#### 抜粋

「バンビ」を描くレッタ・スコット


表題の女王たちというのは、ディズニー・スタジオで生みだされるヒロイン(脇役含む)であり、その制作に携わる女性アニメーターのことである…


わたくし

アニメはほとんど見なくなったが…


日本のアニメ映画のエンドロールをたまに目撃すると作画担当にはほとんど女性名が並ぶ。

だから、世界中の人々をハッピーにさせるウォルト・ディズニーのアニメーションなら、当然あるいはそれ以上に女性アニメーターが活躍していることだろう。

ディズニーアニメの面白い制作秘話、エピソードが楽しめるとして、娯楽としての軽い気持ちでこの本を手にしたのだ。

本の帯にある解説など読まずに。


結論から言うと、この本は自分のここ1年間の読書の中でも三本の指に入る名著である。

########
#### 入力データ

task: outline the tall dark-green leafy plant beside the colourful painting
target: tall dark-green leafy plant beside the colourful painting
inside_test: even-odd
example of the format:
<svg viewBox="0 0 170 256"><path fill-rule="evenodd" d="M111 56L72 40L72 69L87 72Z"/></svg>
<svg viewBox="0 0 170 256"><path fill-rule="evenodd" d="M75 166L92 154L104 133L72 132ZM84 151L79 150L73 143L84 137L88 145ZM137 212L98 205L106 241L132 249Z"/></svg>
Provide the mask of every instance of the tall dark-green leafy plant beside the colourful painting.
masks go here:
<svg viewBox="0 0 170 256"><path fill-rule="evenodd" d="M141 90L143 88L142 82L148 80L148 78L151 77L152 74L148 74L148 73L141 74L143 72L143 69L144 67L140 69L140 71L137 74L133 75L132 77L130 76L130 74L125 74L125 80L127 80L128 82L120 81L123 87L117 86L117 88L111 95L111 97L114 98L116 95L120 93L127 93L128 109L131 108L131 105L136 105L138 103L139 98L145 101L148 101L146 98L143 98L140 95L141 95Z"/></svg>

########

課題: 抜粋の書き手は、この本をここ1年間の自分の読書の中でどう評価していますか。 このデータは抜粋とは別の出典から取ったものです。

解答: 三本の指に入る名著だと評価しています。